Passage:
+ + + + + + +
This paper reports on the use of organic dispersing agents to prevent the agglomeration of tiny CuO nanoparticles in synthetic oil, by developing low concentrations of nanolubricants with good stability. Tiny nanoparticles were added to polyalphaolefin (PAO) oil with the aid of three organic dispersing agents (toluene, hexane and ethylene glycol) at a low concentration of 0.1 wt%. The tribological performance of nanolubricants was evaluated under boundary lubrication conditions. The dispersion results showed more uniform nanoparticle distribution in oil when toluene was used as a dispersing agent. Furthermore, this dispersant provided a substantial decrease in the coefficient of friction and lower wear losses in tribological tests. Good dispersion results in a lower friction coefficient and less wear.

Introduction

The main challenge in using nanoparticles in lubricants is related to their dispersion in liquids, because metal oxide nanoparticles easily agglomerate due to their high surface tension. Their intrinsic instability means nanoparticles may form agglomerates that can be easily redispersed or create a non-dispersible aggregate cluster.

Nanoparticle agglomeration is minimized when the nanolubricant is produced by a one-step physical process such as vacuum evaporation or laser ablation onto an oil substrate [1,2]. However, these techniques are limited by the space in the vacuum chamber and their high cost [3].

Most researchers have produced nanolubricants in two-steps. Nanoparticles are first produced separately, for example using the microwave-assisted hydrothermal method, according to Alves et al. [4], and then dispersed into a fluid in a second processing step. In this case, nanoparticle surfaces must be modified in order to prevent particle aggregation. According to Nagarajan and Hatton [5], surface modifications can be used to passivate a very reactive nanoparticle or stabilize a very aggregative one in the medium where the nanoparticles are dispersed. The most commonly used surface modification includes functionalization by electrostatic or steric stabilization. In the first method, ionic surfactants are adsorbed onto the nanoparticle surface, and in the second, steric repulsion is produced by the formation of a polymer or surfactant coating (monolayer) on the nanoparticle surface [6]. High molecular weight hydrocarbon sources, such as oleic acid, can be used as coating.
+ + + + + + +
Raw data:
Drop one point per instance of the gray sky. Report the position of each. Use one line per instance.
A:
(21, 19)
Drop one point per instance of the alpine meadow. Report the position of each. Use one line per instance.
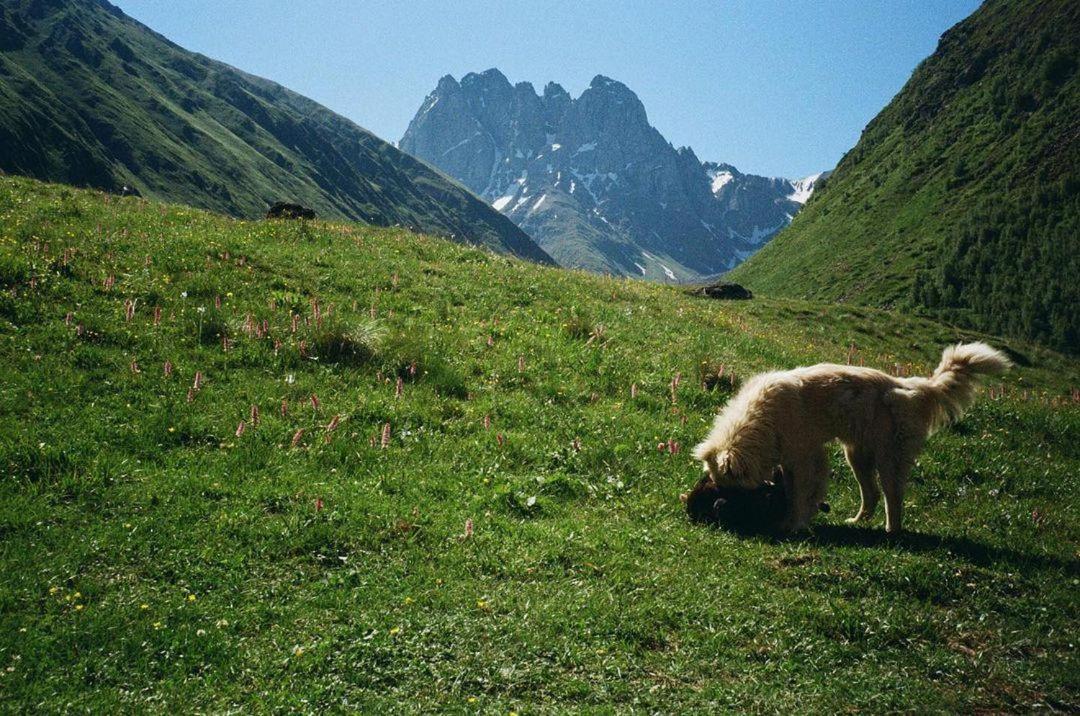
+ + + + + + +
Given problem 1: Set down, word for word, the part of the nanolubricant passage that begins at the words "The main challenge" and stops after "high cost [3].".
Given problem 2: Tell whether each statement agrees with the nanolubricant passage, answering yes or no and quoting the deciding words: (a) Using toluene as the dispersing agent gave a more uniform nanoparticle distribution in the oil. (b) The nanoparticles were added to the PAO oil at a concentration of 1 wt%. (c) One-step physical processes are limited by their low cost.
The lines have nothing to do with the nanolubricant passage.

Exercise result 1:
The main challenge in using nanoparticles in lubricants is related to their dispersion in liquids, because metal oxide nanoparticles easily agglomerate due to their high surface tension. Their intrinsic instability means nanoparticles may form agglomerates that can be easily redispersed or create a non-dispersible aggregate cluster.

Nanoparticle agglomeration is minimized when the nanolubricant is produced by a one-step physical process such as vacuum evaporation or laser ablation onto an oil substrate [1,2]. However, these techniques are limited by the space in the vacuum chamber and their high cost [3].

Exercise result 2:
(a) Yes: "The dispersion results showed more uniform nanoparticle distribution in oil when toluene was used as a dispersing agent."
(b) No: "at a low concentration of 0.1 wt%."
(c) No: "these techniques are limited by the space in the vacuum chamber and their high cost"